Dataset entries
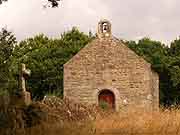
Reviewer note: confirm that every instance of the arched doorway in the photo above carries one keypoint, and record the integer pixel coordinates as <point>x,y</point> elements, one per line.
<point>106,99</point>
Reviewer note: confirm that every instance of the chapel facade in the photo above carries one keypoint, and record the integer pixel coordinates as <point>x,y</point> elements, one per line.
<point>106,71</point>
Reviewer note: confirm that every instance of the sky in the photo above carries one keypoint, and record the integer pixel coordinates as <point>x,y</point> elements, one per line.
<point>131,19</point>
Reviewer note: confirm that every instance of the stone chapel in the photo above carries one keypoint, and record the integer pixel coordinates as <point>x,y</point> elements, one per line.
<point>107,71</point>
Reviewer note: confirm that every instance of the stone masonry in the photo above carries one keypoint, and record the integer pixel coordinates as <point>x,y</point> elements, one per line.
<point>106,63</point>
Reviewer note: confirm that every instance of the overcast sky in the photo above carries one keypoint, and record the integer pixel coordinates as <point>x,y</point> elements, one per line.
<point>131,19</point>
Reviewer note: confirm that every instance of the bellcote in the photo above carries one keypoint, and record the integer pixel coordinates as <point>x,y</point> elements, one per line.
<point>104,29</point>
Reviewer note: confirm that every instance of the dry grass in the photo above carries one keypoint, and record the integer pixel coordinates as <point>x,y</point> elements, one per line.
<point>165,122</point>
<point>67,118</point>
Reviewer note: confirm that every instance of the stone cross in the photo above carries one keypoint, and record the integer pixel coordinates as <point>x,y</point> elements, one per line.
<point>24,73</point>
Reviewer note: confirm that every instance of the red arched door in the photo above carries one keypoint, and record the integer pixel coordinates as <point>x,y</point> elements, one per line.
<point>106,99</point>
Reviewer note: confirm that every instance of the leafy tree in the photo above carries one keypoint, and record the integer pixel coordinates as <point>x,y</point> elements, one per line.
<point>45,57</point>
<point>7,43</point>
<point>157,54</point>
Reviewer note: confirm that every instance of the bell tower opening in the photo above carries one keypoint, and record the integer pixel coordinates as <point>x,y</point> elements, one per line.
<point>106,99</point>
<point>104,29</point>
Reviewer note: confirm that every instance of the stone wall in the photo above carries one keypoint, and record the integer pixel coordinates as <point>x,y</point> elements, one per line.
<point>109,64</point>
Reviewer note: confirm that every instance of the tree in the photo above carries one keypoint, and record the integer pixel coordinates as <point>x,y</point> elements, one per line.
<point>7,43</point>
<point>156,53</point>
<point>45,57</point>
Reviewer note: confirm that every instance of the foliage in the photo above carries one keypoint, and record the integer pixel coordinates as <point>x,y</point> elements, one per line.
<point>7,43</point>
<point>45,57</point>
<point>165,61</point>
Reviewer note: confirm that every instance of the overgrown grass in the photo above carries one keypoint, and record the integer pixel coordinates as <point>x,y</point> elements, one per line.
<point>58,120</point>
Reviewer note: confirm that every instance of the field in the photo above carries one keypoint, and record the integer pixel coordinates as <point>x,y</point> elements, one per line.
<point>57,117</point>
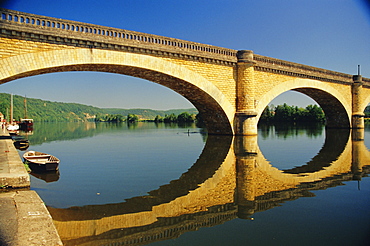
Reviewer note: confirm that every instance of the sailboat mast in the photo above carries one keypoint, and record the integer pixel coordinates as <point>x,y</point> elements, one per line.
<point>25,107</point>
<point>11,108</point>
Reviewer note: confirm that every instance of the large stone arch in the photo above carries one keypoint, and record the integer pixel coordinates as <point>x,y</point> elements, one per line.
<point>337,109</point>
<point>216,110</point>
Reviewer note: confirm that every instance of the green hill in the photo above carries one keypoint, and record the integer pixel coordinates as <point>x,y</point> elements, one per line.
<point>41,110</point>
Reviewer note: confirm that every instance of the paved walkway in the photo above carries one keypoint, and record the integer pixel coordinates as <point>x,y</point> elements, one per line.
<point>24,219</point>
<point>12,171</point>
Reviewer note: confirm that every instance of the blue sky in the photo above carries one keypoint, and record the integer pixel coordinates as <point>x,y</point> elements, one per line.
<point>330,34</point>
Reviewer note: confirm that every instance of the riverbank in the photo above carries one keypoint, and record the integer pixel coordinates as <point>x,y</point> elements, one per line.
<point>24,219</point>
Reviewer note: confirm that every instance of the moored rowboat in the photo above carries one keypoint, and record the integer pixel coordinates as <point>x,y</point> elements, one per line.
<point>41,161</point>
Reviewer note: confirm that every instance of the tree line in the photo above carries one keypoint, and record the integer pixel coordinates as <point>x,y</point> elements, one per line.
<point>171,118</point>
<point>312,113</point>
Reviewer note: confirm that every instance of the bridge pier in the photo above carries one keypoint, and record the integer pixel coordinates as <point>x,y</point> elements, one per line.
<point>245,116</point>
<point>358,115</point>
<point>245,152</point>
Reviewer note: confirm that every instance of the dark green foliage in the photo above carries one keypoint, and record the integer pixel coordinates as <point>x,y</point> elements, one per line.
<point>47,111</point>
<point>280,113</point>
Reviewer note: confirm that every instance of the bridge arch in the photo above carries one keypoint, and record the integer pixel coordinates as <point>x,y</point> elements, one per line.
<point>216,110</point>
<point>337,109</point>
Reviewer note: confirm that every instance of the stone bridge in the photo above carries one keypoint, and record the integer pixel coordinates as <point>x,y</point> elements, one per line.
<point>229,88</point>
<point>231,179</point>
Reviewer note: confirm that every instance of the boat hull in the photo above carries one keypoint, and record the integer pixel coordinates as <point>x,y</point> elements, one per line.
<point>41,161</point>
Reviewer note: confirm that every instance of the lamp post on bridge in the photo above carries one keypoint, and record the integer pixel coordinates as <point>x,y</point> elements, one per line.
<point>358,121</point>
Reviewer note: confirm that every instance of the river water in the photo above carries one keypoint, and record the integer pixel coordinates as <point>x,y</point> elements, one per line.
<point>161,184</point>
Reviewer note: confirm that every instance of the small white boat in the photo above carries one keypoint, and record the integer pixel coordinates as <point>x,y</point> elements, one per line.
<point>13,127</point>
<point>40,161</point>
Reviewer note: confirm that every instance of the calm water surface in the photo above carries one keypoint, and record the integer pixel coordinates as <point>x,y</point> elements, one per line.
<point>167,185</point>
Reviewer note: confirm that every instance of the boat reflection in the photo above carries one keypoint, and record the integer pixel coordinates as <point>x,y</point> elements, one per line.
<point>48,177</point>
<point>231,179</point>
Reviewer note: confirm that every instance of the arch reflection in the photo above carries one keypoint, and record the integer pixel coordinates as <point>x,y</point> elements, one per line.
<point>231,179</point>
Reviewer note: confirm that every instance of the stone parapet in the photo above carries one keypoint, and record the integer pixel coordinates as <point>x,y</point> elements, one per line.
<point>24,25</point>
<point>273,65</point>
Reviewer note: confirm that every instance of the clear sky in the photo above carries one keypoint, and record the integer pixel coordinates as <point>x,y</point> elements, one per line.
<point>330,34</point>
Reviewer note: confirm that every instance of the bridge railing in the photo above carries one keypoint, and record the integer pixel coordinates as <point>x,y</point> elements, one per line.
<point>95,36</point>
<point>80,29</point>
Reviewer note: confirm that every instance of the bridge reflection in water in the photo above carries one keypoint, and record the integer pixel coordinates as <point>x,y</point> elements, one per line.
<point>231,179</point>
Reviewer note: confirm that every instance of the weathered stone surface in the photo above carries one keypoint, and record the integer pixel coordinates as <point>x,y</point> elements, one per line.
<point>221,83</point>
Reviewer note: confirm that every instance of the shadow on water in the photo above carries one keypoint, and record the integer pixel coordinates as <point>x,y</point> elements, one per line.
<point>231,179</point>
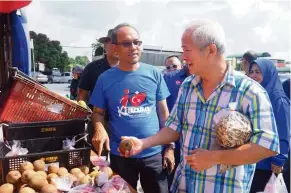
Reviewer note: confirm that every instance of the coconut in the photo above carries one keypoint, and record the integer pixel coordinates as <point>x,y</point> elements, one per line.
<point>7,188</point>
<point>26,166</point>
<point>51,176</point>
<point>39,165</point>
<point>108,171</point>
<point>49,189</point>
<point>13,177</point>
<point>125,145</point>
<point>86,180</point>
<point>74,171</point>
<point>26,190</point>
<point>62,171</point>
<point>84,169</point>
<point>26,175</point>
<point>79,175</point>
<point>43,173</point>
<point>53,168</point>
<point>37,182</point>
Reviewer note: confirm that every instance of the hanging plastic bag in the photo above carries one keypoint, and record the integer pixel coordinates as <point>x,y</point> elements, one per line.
<point>16,149</point>
<point>233,129</point>
<point>276,185</point>
<point>69,144</point>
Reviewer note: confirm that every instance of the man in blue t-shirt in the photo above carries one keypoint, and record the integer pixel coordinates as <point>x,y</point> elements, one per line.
<point>134,94</point>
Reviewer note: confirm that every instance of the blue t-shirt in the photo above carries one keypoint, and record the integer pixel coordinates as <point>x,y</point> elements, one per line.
<point>130,98</point>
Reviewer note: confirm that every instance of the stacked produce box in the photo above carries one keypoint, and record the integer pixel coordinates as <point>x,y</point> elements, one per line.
<point>43,132</point>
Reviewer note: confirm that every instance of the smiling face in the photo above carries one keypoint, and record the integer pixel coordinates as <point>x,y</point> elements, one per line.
<point>193,56</point>
<point>128,45</point>
<point>173,64</point>
<point>256,74</point>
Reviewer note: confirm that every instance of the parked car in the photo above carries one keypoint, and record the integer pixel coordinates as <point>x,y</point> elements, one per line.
<point>39,77</point>
<point>66,77</point>
<point>55,78</point>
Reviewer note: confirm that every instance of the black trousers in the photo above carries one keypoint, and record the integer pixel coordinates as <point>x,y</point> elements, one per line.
<point>260,180</point>
<point>153,177</point>
<point>177,161</point>
<point>90,131</point>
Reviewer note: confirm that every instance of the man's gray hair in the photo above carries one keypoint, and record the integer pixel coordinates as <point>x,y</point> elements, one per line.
<point>205,32</point>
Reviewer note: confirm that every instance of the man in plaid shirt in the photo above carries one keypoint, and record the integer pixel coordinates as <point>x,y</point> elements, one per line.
<point>215,86</point>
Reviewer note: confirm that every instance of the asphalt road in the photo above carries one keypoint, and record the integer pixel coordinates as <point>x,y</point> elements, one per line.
<point>61,89</point>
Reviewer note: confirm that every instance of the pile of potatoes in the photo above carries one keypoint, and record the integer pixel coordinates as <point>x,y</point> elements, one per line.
<point>32,177</point>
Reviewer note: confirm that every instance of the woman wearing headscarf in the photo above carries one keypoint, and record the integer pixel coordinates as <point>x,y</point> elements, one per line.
<point>264,72</point>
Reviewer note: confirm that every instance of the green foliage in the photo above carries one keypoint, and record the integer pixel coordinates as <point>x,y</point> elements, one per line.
<point>82,60</point>
<point>50,52</point>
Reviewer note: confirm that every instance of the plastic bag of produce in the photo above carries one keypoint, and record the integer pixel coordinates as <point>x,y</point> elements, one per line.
<point>233,129</point>
<point>115,185</point>
<point>83,188</point>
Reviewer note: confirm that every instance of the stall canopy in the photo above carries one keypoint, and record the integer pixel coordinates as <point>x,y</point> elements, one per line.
<point>9,6</point>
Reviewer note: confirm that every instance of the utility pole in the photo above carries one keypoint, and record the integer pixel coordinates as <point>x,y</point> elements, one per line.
<point>32,54</point>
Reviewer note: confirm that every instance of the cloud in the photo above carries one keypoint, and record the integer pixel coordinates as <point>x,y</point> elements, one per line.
<point>255,24</point>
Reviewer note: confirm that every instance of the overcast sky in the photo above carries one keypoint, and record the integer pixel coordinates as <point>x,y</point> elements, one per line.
<point>249,24</point>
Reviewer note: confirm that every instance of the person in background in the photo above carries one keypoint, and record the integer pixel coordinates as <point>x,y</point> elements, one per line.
<point>286,171</point>
<point>286,87</point>
<point>212,88</point>
<point>94,69</point>
<point>90,76</point>
<point>264,72</point>
<point>247,58</point>
<point>173,63</point>
<point>134,95</point>
<point>174,80</point>
<point>76,73</point>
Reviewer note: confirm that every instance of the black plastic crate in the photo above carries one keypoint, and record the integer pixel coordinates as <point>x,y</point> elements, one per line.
<point>21,131</point>
<point>66,158</point>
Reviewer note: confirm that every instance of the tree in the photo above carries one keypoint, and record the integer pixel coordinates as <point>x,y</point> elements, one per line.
<point>82,60</point>
<point>266,54</point>
<point>49,52</point>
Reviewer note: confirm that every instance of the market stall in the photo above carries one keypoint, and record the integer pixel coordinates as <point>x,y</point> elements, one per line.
<point>44,147</point>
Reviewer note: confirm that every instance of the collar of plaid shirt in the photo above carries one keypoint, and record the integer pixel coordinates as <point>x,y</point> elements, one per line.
<point>193,118</point>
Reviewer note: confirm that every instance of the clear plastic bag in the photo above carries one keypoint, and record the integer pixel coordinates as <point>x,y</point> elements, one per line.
<point>63,183</point>
<point>16,149</point>
<point>276,185</point>
<point>83,188</point>
<point>232,129</point>
<point>115,185</point>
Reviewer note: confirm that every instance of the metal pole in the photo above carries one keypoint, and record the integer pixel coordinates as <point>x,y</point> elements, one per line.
<point>32,54</point>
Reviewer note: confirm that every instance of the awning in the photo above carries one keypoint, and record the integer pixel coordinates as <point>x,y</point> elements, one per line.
<point>9,6</point>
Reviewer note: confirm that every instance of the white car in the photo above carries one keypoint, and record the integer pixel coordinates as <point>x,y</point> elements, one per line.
<point>66,77</point>
<point>39,77</point>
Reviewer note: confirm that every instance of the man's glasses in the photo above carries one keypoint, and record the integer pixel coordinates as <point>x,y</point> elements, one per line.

GOAL =
Please retype the rows between the line containing "Reviewer note: confirm that every instance of the black trousers" and the line containing "<point>205,32</point>", inclusive, with no changes.

RESULT OF THIS EXERCISE =
Reviewer note: confirm that every instance of the black trousers in the photo above carries one keypoint, and record the integer pixel coordinates as <point>x,y</point> elements, one per line.
<point>260,180</point>
<point>153,177</point>
<point>177,161</point>
<point>90,131</point>
Reviewer note: confirm that every instance of the man's gray hair in the photo above carries one keypoint, and record the integer pixel coordinates as <point>x,y</point> elements, one per line.
<point>205,32</point>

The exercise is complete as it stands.